NUTCH-2803 Rename property http.robot.rules.whitelist
diff --git a/conf/nutch-default.xml b/conf/nutch-default.xml
index 6932eb5..f9737ac 100644
--- a/conf/nutch-default.xml
+++ b/conf/nutch-default.xml
@@ -118,7 +118,7 @@
</property>
<property>
- <name>http.robot.rules.whitelist</name>
+ <name>http.robot.rules.allowlist</name>
<value></value>
<description>Comma separated list of hostnames or IP addresses to ignore
robot rules parsing for. Use with care and only if you are explicitly
diff --git a/src/java/org/apache/nutch/protocol/RobotRulesParser.java b/src/java/org/apache/nutch/protocol/RobotRulesParser.java
index 159f34f..a836cab 100644
--- a/src/java/org/apache/nutch/protocol/RobotRulesParser.java
+++ b/src/java/org/apache/nutch/protocol/RobotRulesParser.java
@@ -86,7 +86,7 @@
protected String agentNames;
/** set of host names or IPs to be explicitly excluded from robots.txt checking */
- protected Set<String> whiteList = new HashSet<>();
+ protected Set<String> allowList = new HashSet<>();
/* Matcher user for efficiently matching URLs against a set of suffixes. */
private SuffixStringMatcher matcher = null;
@@ -131,22 +131,22 @@
agentNames = sb.toString();
}
- String[] confWhiteList = conf.getStrings("http.robot.rules.whitelist");
- if (confWhiteList == null) {
- LOG.info("robots.txt whitelist not configured.");
+ String[] confAllowList = conf.getStrings("http.robot.rules.allowlist");
+ if (confAllowList == null) {
+ LOG.info("robots.txt allowlist not configured.");
}
else {
- for (int i = 0; i < confWhiteList.length; i++) {
- if (confWhiteList[i].isEmpty()) {
- LOG.info("Empty whitelisted URL skipped!");
+ for (int i = 0; i < confAllowList.length; i++) {
+ if (confAllowList[i].isEmpty()) {
+ LOG.info("Empty allowlisted URL skipped!");
continue;
}
- whiteList.add(confWhiteList[i]);
+ allowList.add(confAllowList[i]);
}
- if (whiteList.size() > 0) {
- matcher = new SuffixStringMatcher(whiteList);
- LOG.info("Whitelisted hosts: " + whiteList);
+ if (allowList.size() > 0) {
+ matcher = new SuffixStringMatcher(allowList);
+ LOG.info("Allowlisted hosts: " + allowList);
}
}
}
@@ -159,9 +159,9 @@
}
/**
- * Check whether a URL belongs to a whitelisted host.
+ * Check whether a URL belongs to a allowlisted host.
-.-.-
| TASK PROMPT |
Summarize the NUTCH-2803 patch in two sentences. The lines have no connection to the text.

| GIVEN MATERIAL |
-.-.-
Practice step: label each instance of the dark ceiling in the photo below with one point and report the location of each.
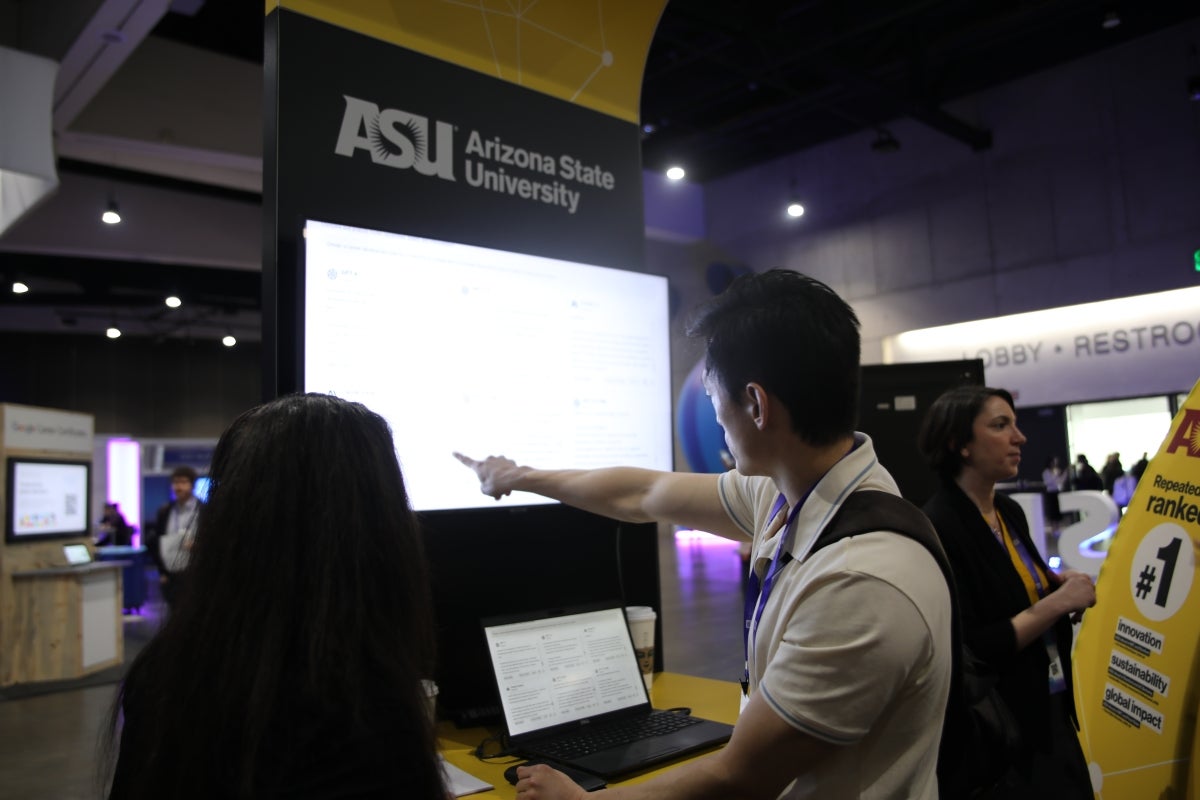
-.-.-
| EXPECTED OUTPUT |
The patch renames the configuration property http.robot.rules.whitelist to http.robot.rules.allowlist in nutch-default.xml. In RobotRulesParser.java it renames the whiteList set and the confWhiteList array to allowList and confAllowList, and it changes the related log messages and a comment to say "allowlist" or "allowlisted" instead of "whitelist" or "whitelisted."